Texte cité =
▶

Le livre des « Juges » partie VIII

Les deux premiers chapitres du Séfèr Choftim (« Livre des Juges ») marquent la transition entre le livre de Josué et les différents choftim pris individuellement. Ils consistent en un rappel des conditions s’est effectuée la conquête d’Erets Yisrael, et ils s’achèvent sur les premiers reproches adressés par Hachem, en raison de leur inconduite aux enfants d’Israël.

Les premiers chapitres du séfèr Choftim

1, 1 à 2, 5 : Le déclin du peuple hébreu après la mort de Josué.

  • 1, 1 à 1, 20 : Juda et Siméon poursuivent la conquête.
  • 1, 22 à 1, 26 : Conquête de Beith-El par les deux tribus issues de Joseph.
  • 1, 26 à 1, 36 : Enumération des villes cananéennes n’ayant pas été conquises.
  • 2, 1 à 2, 5 : Conclusion du chapitre sur l’installation dans le pays, et remontrances du prophète à Bokhim.

La mitswa de la conquête d’Erets Yisrael est formulée à deux reprises dans la Tora.

◀

Entrées fournies =
▶

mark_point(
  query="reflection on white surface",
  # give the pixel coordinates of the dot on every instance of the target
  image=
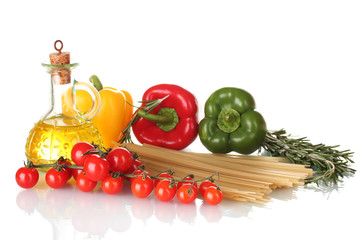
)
(79, 215)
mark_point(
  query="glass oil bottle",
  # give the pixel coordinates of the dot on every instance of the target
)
(54, 135)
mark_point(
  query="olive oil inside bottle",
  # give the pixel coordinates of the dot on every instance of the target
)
(54, 137)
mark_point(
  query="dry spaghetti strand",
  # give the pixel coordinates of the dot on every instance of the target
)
(242, 177)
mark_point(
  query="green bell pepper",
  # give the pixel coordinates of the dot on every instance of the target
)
(231, 123)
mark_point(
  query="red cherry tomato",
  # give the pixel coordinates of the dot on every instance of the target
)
(78, 150)
(213, 196)
(163, 175)
(204, 185)
(56, 179)
(75, 172)
(164, 192)
(96, 168)
(27, 177)
(68, 170)
(84, 183)
(111, 185)
(142, 188)
(135, 164)
(187, 194)
(120, 159)
(188, 178)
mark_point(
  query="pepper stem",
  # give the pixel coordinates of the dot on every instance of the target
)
(228, 120)
(166, 119)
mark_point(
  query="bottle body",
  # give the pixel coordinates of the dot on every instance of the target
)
(56, 133)
(54, 137)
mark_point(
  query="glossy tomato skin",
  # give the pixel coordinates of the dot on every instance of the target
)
(78, 150)
(96, 168)
(204, 185)
(164, 192)
(187, 183)
(69, 170)
(213, 196)
(111, 185)
(135, 164)
(27, 177)
(185, 196)
(75, 172)
(56, 179)
(84, 183)
(163, 175)
(142, 188)
(120, 159)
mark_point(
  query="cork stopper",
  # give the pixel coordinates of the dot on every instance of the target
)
(60, 76)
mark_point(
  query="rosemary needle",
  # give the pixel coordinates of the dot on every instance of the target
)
(328, 163)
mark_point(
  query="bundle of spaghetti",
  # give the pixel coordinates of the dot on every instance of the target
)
(241, 177)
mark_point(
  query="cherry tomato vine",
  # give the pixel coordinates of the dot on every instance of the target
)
(90, 164)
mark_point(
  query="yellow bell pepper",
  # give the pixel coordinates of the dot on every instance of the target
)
(114, 113)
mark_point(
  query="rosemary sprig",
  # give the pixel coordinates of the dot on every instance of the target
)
(328, 163)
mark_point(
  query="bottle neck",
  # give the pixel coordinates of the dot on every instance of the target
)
(58, 98)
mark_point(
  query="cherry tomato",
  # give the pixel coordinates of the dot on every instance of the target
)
(120, 159)
(142, 188)
(135, 164)
(69, 170)
(84, 183)
(56, 179)
(213, 196)
(188, 178)
(163, 175)
(27, 177)
(164, 192)
(204, 185)
(187, 194)
(96, 168)
(75, 172)
(111, 185)
(140, 172)
(78, 150)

◀

Consignes =
a: Selon le texte sur le livre des Juges, quelles tribus conquièrent Beith-El ?
b: Indiquez si chacune des affirmations suivantes concorde avec le texte sur le livre des Juges, en citant à l'appui les mots décisifs de ce texte. (i) Juda et Siméon poursuivent la conquête en 1, 1 à 1, 20. (ii) Les remontrances du prophète ont lieu à Beith-El. (iii) Ce sont les trois premiers chapitres du Séfèr Choftim qui marquent la transition avec le livre de Josué.
c: Prolongez le texte sur le livre des Juges à partir de sa dernière phrase.

Corrigé =
a: Les deux tribus issues de Joseph.

b:
(i) Oui : « 1, 1 à 1, 20 : Juda et Siméon poursuivent la conquête. »
(ii) Non : « remontrances du prophète à Bokhim ».
(iii) Non : « Les deux premiers chapitres du Séfèr Choftim (« Livre des Juges ») marquent la transition entre le livre de Josué et les différents choftim pris individuellement. »

c:
Une première fois dans Chemoth23,29 à 31: «Je ne chasserai pas [les Cananéens] de devant toi en une seule année, de peur que le pays soit une désolation, et que se multiplient contre toi les bêtes des champs. Peu à peu Je les chasserai de devant toi, jusqu’à ce que tu fructifies et que tu hérites du pays. Je fixerai ta limite depuis la mer des Joncs jusqu’à la mer des Philistins, et depuis le désert jusqu’au fleuve, car Je livrerai en tes mains les habitants du pays, tu les chasseras de devant toi.»

Et dans Devarim7, 22: «Hachem, ton Dieu, fera tomber peu à peu ces nations-là de devant toi, tu ne pourras pas les détruire rapidement, de peur que se multiplient contre toi les bêtes des champs».

De fait, Josué exécuta pour l’essentiel l’ordre divin, puisqu’il conquit les territoires cananéens «depuis le Néguèv jusqu’à Ba‘al-Gad dans la vallée du Liban, au pied de la montagne du ‘Hermon» (Josué11,16 et 17).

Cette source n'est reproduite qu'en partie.